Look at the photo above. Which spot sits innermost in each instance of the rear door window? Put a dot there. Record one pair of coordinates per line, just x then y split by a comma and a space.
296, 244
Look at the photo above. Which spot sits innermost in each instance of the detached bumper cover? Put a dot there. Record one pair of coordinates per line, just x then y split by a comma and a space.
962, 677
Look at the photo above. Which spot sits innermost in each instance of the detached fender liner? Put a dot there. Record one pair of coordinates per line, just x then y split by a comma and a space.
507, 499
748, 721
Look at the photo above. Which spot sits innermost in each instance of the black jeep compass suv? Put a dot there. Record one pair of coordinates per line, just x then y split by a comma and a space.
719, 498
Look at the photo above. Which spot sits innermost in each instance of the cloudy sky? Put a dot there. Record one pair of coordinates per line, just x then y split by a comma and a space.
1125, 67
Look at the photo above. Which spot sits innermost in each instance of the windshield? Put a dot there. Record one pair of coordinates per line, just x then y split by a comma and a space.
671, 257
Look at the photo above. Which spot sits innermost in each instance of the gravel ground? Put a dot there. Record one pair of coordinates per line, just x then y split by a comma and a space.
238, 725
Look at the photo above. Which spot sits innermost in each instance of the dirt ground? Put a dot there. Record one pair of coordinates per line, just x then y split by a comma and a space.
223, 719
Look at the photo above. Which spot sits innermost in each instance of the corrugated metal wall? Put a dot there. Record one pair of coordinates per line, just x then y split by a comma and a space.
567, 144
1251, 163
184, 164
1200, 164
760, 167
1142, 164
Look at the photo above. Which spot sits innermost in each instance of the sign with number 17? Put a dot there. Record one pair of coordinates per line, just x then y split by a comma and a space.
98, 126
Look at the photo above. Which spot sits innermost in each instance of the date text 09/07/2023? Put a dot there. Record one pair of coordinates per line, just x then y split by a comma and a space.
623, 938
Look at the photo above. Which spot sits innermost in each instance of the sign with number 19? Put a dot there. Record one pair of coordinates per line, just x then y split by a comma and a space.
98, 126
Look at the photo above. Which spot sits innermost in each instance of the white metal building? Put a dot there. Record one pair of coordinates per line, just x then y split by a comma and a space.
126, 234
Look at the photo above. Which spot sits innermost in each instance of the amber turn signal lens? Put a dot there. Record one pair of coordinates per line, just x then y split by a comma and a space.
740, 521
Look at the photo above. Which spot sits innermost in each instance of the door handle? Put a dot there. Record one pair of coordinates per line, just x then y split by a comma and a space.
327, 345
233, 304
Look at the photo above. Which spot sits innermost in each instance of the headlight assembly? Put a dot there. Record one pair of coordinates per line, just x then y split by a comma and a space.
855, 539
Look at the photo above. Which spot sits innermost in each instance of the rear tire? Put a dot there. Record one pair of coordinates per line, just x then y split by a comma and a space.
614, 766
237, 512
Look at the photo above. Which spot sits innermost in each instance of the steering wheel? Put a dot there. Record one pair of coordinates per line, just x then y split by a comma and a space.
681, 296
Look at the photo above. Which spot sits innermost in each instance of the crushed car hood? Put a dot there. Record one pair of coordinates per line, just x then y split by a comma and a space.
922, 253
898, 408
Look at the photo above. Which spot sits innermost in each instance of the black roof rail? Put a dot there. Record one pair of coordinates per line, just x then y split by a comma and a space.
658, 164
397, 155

§ **Task goal**
Copy all of the data above word for word, leaving every line unchanged.

§ **Written solution**
Look at the photo above. Which spot sits innermost in each instance of the rear door window? Put a dot there. Record one pair of coordinates per line, just x then y split by a comma and a space.
296, 244
Look at the photo above. Which spot sits innermost in each instance of the detached bumper cover? Put a dot there. Record one pair of coordinates per line, just x then y split by a comma and a space.
962, 677
Look at the photo above. Which spot sits innermost in each instance of the detached fender liner? Put a dot there. Record one pair of coordinates per line, just x then y split by a comma and a space.
507, 499
748, 721
Look at the photo above. Which spot sits innermost in each instance of the black jeep compass suv? Put a dot there. Record one pair of coordinates per line, just x then y split by a comma and a space.
719, 498
Look at the photo above. Which spot sits innermost in each instance of the cloudy sky? Put a dot there. Record one pair of coordinates per line, just x then y split by a comma and a space.
1125, 67
Look at the photo above. Which spot sits innermost in each instance of the windshield? Put a dot there. Record one pair of coordinates per line, just x then y split by a comma and a space.
671, 257
Look at the photo above. Which spot sits innermost in each instance of the gravel ground? Put a dot there. Record one pair of coordinates per line, just x then y split by a comma and a space.
238, 725
Look at the photo above. Which spot sits innermost in each instance of the dirt ground? Put a dot there. Record one pair of coordinates per line, just x then y split by a comma and a space.
223, 719
Look at the photo above. Which spot sits innermost in each instance of the corrugated metal wall? Put a dot there. Record one pair of coordinates per line, just x then y split by a comma and a space.
567, 144
1251, 163
184, 164
1200, 164
760, 167
1142, 164
Look at the photo above. Which spot sits innermost in each instance of the sign with number 17? Put a dot there. Record one pair of coordinates per line, just x then y split by a comma and a space.
98, 126
Look at the photo above. Which spot sits innermost in each instance of the date text 09/07/2023? Put a dot there. Record one pair of coordinates per line, just x then y split by a comma and a space.
623, 938
Look at the photo above. Which spot sits innermost in each instance of the sign with number 19? Put a dot there. Record one pair of coordinates per line, just x then y split by a comma and a space.
98, 126
Look at the photo above. Which spot sits innermost in each instance of the white metal building? Put a dot there. Record one pair of coordinates per line, just x then y split by a comma and a space.
126, 234
Look at the photo above. Which spot sits innermost in each instance of the amber turn signal lens? Put a dot there. Record one pair of coordinates per line, just x then y split by a comma and a space.
740, 521
Look at the photo above. Which spot sits innermost in each instance of the door handle? Put a dot there. Record one pair of coordinates per line, just x then y split by a comma and a space.
327, 345
233, 304
Look at the photo above. Which spot sits innermost in each instance of the headlight assembly? Put a dot there. Record one pair of coordinates per line, just x then y split by a comma and a space.
855, 539
Look at the photo above. Which spot sits innermost in each instance of the rear tire? Put a dot there. Record one pair of coordinates per line, just x then y split by a comma and a space.
614, 766
237, 512
Look at the photo above. Which spot sits innermost in each instance of the steering wheel? Put a dot there. Record one pair of coordinates per line, just x then y split by a comma and a space.
681, 296
Look at the photo above. Which spot sits innermost in each instance of the crushed car hood? Put a dot there. Record one pair of coordinates per line, just x then y split by a comma and a space.
922, 253
898, 408
Look at the photo above. Which spot sits innermost in each instance of the black roof rail? Put a dot there. Record one pair of coordinates per line, just x then y split by a comma and a space.
658, 164
397, 155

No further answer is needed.